» TASK PROMPT:
Nothing in the records may be left out or reworded; return them exactly.

#####

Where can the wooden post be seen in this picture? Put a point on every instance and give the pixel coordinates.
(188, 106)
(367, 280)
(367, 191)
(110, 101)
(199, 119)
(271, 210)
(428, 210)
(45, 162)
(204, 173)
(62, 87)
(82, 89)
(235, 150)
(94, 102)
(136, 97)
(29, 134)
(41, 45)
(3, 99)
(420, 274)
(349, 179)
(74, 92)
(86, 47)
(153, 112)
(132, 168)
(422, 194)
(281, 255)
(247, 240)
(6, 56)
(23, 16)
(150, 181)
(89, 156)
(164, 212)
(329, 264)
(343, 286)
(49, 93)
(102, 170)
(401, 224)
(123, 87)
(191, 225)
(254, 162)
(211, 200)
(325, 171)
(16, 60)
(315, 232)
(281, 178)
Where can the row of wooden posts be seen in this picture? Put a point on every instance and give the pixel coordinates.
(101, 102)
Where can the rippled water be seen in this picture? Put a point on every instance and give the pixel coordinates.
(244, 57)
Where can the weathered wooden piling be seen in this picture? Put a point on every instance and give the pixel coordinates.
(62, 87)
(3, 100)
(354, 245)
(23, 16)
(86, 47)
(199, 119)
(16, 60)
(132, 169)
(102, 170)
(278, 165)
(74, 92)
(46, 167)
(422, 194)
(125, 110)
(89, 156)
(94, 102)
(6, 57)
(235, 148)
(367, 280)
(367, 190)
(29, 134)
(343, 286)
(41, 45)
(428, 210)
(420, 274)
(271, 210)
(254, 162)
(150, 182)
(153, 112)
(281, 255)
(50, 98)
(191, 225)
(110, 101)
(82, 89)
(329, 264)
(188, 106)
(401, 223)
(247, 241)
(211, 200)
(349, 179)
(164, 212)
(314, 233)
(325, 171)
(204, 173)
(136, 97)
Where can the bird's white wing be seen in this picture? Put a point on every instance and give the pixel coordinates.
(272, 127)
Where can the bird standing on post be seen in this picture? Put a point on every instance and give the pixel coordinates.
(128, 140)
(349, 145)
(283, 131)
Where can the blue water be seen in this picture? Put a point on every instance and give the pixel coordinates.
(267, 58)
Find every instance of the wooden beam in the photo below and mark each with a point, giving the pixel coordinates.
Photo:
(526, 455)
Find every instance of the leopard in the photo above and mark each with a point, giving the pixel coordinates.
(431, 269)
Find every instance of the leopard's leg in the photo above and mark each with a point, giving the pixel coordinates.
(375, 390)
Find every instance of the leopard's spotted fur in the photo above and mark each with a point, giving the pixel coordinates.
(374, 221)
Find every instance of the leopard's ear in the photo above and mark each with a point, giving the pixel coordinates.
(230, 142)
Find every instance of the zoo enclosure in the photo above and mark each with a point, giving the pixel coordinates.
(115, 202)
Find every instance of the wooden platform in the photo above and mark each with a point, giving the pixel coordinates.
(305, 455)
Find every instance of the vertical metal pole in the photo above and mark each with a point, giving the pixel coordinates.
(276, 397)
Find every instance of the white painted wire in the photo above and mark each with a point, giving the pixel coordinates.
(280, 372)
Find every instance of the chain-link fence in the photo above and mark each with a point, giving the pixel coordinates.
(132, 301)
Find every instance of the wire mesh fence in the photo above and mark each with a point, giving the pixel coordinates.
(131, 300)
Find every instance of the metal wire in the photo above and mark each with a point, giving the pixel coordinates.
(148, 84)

#####

» ANSWER BOX:
Where can the wooden post be seen in this picture? Put a point on every instance and give the pixel coordinates.
(188, 106)
(367, 280)
(367, 191)
(110, 101)
(199, 119)
(271, 210)
(428, 210)
(45, 162)
(204, 173)
(62, 87)
(82, 89)
(235, 150)
(94, 102)
(136, 97)
(29, 134)
(41, 45)
(3, 99)
(420, 274)
(349, 179)
(74, 92)
(86, 47)
(153, 112)
(132, 168)
(422, 194)
(281, 255)
(247, 240)
(6, 56)
(23, 16)
(150, 181)
(89, 156)
(164, 212)
(329, 264)
(343, 286)
(49, 93)
(102, 170)
(401, 224)
(123, 87)
(191, 225)
(254, 162)
(211, 200)
(325, 171)
(16, 60)
(315, 232)
(281, 178)
Where can the row of wooden posts be seen in this picture? Put a point on every instance and give the pixel coordinates.
(101, 102)
Where can the rippled water be seen in this picture? Put a point on every instance and give the pixel coordinates.
(244, 57)
Where can the weathered wooden piling be seen in this picture? Put a point on every instance and give the pixel coordinates.
(62, 87)
(3, 100)
(354, 245)
(23, 16)
(86, 47)
(199, 119)
(16, 60)
(132, 169)
(102, 170)
(278, 165)
(74, 92)
(46, 167)
(422, 194)
(125, 110)
(89, 156)
(94, 102)
(6, 57)
(235, 148)
(367, 280)
(367, 190)
(29, 134)
(343, 286)
(41, 45)
(428, 210)
(420, 274)
(271, 210)
(254, 162)
(150, 182)
(153, 112)
(281, 255)
(50, 98)
(191, 225)
(110, 101)
(82, 89)
(329, 264)
(188, 106)
(401, 223)
(247, 241)
(211, 200)
(349, 179)
(164, 212)
(314, 233)
(325, 171)
(204, 173)
(136, 97)
Where can the bird's white wing be seen in this picture? Put a point on every instance and give the pixel coordinates.
(272, 127)
Where can the bird standing on post be seen in this picture? Put a point on every instance and give the pixel coordinates.
(128, 140)
(349, 145)
(283, 131)
Where can the blue water be seen in this picture? Put a point on every instance and give the pixel coordinates.
(267, 58)
Find every instance of the wooden beam in the photo below and mark each with a point, giving the pixel coordinates.
Photo:
(526, 455)
Find every instance of the leopard in the photo above and mark each with a point, giving the pixel coordinates.
(431, 269)
Find every instance of the leopard's leg in the photo above and mark each with a point, giving the pixel coordinates.
(375, 390)
Find every instance of the leopard's spotted fur in the photo above and mark each with a point, giving the pixel coordinates.
(374, 221)
Find every instance of the leopard's ear in the photo above and mark each with a point, giving the pixel coordinates.
(230, 142)
Find every instance of the zoo enclosure in the photo above and mark each with a point, giving the pixel coordinates.
(115, 202)
Find every instance of the wooden platform in the photo above and mark each with a point, giving the pixel coordinates.
(305, 455)
Find every instance of the vertical metal pole in the photo above and mark each with a point, giving the pixel coordinates.
(276, 397)
Find every instance of the white painted wire in the photo above and mark each with a point, giving the pixel coordinates.
(280, 372)
Find every instance of the chain-link fence in the photo above and mark each with a point, giving the pixel coordinates.
(132, 301)
Find every instance of the wire mesh fence in the photo above and mark each with a point, giving the pixel coordinates.
(131, 300)
Find every instance of the metal wire in the photo above and mark each with a point, giving the pixel coordinates.
(148, 84)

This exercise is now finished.